##### ENTRIES SUPPLIED

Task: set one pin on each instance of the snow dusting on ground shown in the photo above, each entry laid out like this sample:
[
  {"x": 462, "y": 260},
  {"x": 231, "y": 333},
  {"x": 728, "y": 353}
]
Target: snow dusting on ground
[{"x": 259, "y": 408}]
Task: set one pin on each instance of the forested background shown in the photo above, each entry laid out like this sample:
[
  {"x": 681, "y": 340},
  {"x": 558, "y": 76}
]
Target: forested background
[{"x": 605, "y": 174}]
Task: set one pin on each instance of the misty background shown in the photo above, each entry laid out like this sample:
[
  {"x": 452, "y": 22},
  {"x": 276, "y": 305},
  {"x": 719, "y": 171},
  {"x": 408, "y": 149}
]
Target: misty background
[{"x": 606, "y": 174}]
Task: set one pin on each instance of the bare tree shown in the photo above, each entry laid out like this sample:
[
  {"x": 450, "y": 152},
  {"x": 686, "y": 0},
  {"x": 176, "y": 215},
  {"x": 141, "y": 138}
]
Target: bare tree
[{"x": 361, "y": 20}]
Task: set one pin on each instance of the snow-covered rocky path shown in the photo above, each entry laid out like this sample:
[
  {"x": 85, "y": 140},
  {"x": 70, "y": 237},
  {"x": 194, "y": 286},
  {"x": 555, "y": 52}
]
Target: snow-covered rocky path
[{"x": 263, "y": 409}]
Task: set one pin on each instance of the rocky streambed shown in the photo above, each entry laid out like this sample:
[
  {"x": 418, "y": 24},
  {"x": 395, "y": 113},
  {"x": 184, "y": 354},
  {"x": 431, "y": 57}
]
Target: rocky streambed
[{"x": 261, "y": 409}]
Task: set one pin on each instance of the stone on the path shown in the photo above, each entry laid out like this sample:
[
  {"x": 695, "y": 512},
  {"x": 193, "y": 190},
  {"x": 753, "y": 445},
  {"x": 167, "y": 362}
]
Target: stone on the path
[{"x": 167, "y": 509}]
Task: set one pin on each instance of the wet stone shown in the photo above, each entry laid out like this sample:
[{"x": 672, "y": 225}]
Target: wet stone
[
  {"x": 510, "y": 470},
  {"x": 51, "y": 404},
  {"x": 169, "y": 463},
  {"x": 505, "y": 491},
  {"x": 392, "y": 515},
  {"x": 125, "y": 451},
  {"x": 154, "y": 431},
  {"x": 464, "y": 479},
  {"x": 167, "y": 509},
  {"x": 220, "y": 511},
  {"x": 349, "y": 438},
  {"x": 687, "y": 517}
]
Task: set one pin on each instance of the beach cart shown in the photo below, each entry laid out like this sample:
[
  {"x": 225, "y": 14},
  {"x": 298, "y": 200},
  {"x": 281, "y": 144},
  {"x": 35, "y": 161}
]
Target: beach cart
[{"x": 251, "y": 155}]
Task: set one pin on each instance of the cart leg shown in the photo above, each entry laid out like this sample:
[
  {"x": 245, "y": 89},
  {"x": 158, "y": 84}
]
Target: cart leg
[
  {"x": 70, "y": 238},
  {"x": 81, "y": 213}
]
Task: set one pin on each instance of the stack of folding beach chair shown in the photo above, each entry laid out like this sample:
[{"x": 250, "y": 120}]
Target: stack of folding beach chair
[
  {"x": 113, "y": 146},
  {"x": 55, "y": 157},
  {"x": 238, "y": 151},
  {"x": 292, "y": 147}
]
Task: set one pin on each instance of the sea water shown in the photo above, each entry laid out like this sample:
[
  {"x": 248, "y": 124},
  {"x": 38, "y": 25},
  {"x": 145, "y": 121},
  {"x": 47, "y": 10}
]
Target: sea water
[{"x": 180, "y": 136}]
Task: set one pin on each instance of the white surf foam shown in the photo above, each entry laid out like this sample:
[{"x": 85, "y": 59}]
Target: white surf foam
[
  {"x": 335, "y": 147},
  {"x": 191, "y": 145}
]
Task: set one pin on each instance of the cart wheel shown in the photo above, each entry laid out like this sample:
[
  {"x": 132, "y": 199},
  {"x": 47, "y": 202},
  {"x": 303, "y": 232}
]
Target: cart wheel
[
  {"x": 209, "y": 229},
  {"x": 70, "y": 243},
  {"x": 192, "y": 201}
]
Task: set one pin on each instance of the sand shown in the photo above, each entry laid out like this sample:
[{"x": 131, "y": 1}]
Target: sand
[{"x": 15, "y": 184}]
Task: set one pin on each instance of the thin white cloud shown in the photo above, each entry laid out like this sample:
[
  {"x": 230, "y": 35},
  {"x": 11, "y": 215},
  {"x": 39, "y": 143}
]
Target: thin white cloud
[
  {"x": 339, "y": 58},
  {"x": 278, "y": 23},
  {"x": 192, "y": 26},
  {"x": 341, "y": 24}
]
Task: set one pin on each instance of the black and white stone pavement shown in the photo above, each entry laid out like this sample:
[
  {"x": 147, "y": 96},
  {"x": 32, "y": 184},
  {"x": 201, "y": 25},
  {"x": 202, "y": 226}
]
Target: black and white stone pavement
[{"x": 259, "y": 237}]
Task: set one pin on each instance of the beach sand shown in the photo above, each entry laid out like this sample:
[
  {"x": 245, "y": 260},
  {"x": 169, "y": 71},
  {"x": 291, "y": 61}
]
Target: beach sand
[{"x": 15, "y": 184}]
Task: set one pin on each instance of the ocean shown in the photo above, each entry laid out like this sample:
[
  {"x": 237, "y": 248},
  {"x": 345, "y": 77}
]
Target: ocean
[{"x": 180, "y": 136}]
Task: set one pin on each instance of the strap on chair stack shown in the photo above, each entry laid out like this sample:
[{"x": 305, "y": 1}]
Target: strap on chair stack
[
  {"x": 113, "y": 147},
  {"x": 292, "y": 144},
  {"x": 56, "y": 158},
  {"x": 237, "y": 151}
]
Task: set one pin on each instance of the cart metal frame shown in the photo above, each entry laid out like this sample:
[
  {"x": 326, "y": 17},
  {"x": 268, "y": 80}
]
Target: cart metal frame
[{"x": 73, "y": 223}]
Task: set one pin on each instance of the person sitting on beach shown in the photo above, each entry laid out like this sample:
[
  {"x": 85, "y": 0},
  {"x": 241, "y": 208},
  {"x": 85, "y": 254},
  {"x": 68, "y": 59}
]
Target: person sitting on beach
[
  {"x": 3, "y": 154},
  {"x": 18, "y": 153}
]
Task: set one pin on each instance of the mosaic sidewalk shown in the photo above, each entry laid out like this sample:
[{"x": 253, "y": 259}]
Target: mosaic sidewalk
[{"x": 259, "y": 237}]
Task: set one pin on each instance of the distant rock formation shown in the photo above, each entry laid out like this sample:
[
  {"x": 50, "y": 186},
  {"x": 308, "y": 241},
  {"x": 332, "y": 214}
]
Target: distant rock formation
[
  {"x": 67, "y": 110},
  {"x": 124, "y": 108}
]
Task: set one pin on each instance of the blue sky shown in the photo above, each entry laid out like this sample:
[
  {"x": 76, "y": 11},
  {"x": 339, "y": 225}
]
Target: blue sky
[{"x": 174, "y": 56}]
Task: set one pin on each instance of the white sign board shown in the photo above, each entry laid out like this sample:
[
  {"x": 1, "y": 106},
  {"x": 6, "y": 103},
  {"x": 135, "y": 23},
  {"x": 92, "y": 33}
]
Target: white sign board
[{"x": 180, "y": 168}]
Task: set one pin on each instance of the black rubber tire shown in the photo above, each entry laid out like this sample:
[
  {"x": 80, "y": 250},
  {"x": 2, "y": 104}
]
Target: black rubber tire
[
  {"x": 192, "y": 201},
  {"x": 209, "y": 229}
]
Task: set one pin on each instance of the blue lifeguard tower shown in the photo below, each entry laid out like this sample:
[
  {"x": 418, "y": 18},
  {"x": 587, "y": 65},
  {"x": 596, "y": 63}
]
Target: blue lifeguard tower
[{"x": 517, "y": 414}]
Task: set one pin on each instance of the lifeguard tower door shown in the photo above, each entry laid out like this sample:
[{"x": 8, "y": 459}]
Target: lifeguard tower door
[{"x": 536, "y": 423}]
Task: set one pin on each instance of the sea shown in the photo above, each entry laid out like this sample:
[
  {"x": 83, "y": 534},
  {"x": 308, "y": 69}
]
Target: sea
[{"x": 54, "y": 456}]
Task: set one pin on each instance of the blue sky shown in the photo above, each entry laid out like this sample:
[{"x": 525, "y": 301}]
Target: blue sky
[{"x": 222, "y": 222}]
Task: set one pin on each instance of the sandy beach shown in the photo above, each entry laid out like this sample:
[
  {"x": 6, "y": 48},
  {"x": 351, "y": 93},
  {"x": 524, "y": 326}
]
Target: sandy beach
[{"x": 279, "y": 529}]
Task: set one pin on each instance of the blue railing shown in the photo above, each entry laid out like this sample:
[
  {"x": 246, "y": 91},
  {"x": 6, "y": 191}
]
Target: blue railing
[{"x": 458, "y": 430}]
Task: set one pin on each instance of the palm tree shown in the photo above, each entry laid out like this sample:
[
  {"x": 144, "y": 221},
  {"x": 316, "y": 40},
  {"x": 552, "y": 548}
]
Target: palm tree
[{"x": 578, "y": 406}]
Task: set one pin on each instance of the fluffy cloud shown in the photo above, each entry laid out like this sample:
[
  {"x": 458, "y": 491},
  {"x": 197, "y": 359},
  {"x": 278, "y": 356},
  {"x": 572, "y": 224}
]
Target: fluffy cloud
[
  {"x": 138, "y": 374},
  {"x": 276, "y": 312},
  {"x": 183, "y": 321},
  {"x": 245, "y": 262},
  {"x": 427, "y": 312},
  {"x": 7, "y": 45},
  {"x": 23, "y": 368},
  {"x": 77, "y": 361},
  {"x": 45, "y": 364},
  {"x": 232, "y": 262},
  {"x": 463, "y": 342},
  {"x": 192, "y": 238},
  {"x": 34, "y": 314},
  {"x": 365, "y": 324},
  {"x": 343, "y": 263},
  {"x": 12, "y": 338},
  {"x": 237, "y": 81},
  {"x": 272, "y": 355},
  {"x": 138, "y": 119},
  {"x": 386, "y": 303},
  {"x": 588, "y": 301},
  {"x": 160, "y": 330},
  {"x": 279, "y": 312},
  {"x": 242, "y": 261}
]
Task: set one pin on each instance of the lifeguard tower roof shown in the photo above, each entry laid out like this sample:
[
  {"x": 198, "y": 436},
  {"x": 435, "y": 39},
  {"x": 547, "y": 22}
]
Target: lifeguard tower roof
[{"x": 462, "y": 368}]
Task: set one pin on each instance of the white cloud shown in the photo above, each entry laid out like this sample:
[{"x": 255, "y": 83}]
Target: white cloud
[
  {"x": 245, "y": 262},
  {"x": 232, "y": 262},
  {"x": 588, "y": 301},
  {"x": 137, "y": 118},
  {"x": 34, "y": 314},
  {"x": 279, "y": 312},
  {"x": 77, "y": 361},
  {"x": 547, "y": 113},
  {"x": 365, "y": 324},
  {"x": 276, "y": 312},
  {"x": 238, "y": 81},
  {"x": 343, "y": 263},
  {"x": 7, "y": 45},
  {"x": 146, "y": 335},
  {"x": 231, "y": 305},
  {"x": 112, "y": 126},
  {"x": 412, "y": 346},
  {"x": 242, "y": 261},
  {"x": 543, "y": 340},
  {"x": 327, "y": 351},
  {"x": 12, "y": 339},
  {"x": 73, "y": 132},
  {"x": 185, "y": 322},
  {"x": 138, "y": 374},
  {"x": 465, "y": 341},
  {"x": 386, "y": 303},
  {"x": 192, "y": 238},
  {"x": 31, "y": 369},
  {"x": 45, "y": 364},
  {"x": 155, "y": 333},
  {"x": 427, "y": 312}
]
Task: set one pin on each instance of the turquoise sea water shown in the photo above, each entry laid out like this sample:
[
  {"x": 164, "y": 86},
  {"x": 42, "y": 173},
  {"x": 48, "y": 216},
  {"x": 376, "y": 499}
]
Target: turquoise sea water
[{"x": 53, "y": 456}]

##########

AIM OF THE EXERCISE →
For each line above that holds the string "below", provide a copy of that line.

TASK RESPONSE →
Task: set one pin on each instance of the beach cart shown in the photo below, each entry laid out like this sample:
Task: set one pin on each instance of the blue lifeguard tower shown in the photo below, each entry laid out like this sample:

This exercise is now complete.